= Extracted material =
══════════════════════════════
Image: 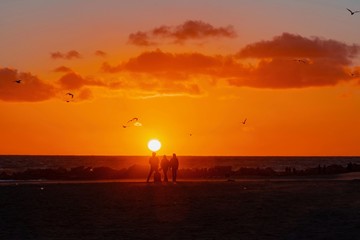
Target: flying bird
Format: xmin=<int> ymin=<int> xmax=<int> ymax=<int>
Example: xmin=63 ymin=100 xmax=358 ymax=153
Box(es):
xmin=65 ymin=93 xmax=74 ymax=102
xmin=66 ymin=93 xmax=74 ymax=98
xmin=347 ymin=8 xmax=360 ymax=15
xmin=294 ymin=59 xmax=309 ymax=64
xmin=123 ymin=118 xmax=142 ymax=128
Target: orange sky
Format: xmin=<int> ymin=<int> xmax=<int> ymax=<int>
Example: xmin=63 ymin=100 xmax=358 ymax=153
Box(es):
xmin=0 ymin=0 xmax=360 ymax=156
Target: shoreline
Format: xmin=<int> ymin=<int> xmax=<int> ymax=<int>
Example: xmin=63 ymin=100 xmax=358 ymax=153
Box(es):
xmin=0 ymin=172 xmax=360 ymax=187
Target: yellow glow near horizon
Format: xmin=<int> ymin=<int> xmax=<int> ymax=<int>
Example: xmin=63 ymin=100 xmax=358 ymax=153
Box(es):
xmin=148 ymin=139 xmax=161 ymax=152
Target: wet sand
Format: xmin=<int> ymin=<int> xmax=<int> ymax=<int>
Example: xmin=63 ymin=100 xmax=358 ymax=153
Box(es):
xmin=0 ymin=179 xmax=360 ymax=239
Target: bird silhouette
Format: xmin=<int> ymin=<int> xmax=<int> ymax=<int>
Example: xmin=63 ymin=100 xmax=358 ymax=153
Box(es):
xmin=347 ymin=8 xmax=360 ymax=15
xmin=294 ymin=59 xmax=308 ymax=64
xmin=66 ymin=93 xmax=74 ymax=98
xmin=122 ymin=117 xmax=142 ymax=128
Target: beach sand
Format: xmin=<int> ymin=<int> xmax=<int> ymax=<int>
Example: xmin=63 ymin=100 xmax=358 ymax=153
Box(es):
xmin=0 ymin=179 xmax=360 ymax=239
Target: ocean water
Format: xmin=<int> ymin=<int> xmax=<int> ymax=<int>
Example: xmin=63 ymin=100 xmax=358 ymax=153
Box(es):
xmin=0 ymin=155 xmax=360 ymax=172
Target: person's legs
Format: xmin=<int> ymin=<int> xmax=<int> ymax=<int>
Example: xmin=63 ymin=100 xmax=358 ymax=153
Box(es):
xmin=146 ymin=169 xmax=154 ymax=182
xmin=163 ymin=169 xmax=169 ymax=182
xmin=172 ymin=169 xmax=176 ymax=182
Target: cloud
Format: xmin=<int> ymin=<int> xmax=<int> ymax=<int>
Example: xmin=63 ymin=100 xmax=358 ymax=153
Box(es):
xmin=53 ymin=66 xmax=73 ymax=73
xmin=237 ymin=33 xmax=360 ymax=64
xmin=129 ymin=32 xmax=155 ymax=46
xmin=94 ymin=50 xmax=107 ymax=57
xmin=0 ymin=68 xmax=56 ymax=102
xmin=50 ymin=50 xmax=81 ymax=60
xmin=129 ymin=20 xmax=236 ymax=46
xmin=58 ymin=72 xmax=107 ymax=90
xmin=102 ymin=49 xmax=221 ymax=75
xmin=228 ymin=33 xmax=360 ymax=88
xmin=102 ymin=31 xmax=360 ymax=89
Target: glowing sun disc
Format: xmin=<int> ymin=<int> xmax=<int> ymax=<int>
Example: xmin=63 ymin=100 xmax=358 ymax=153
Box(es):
xmin=148 ymin=139 xmax=161 ymax=152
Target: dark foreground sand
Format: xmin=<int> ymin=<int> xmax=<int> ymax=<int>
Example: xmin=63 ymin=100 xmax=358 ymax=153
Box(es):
xmin=0 ymin=180 xmax=360 ymax=239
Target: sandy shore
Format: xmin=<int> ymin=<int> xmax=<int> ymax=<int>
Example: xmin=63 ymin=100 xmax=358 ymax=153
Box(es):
xmin=0 ymin=179 xmax=360 ymax=239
══════════════════════════════
= Task directions =
Copy the part of the material that opens with the line containing "Target: sandy shore" and runs through the end of the material, both ends included. Reproduce every line, but shift each box coordinate listed under "Box(es):" up by 136, and leave the numbers on the "Example:" line unchanged.

= Exercise response =
Target: sandy shore
Format: xmin=<int> ymin=<int> xmax=<int> ymax=<int>
Example: xmin=63 ymin=100 xmax=358 ymax=153
Box(es):
xmin=136 ymin=315 xmax=496 ymax=375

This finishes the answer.